### Work to do
Quote, without change, all of the lines that follow.

(Object location annotation data)
START

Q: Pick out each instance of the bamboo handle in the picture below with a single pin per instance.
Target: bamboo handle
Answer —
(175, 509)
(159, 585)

END

### Solution for this problem
Q: Pick out each instance of the bamboo handle in the picture below with a single pin per instance.
Target: bamboo handle
Answer —
(175, 509)
(159, 585)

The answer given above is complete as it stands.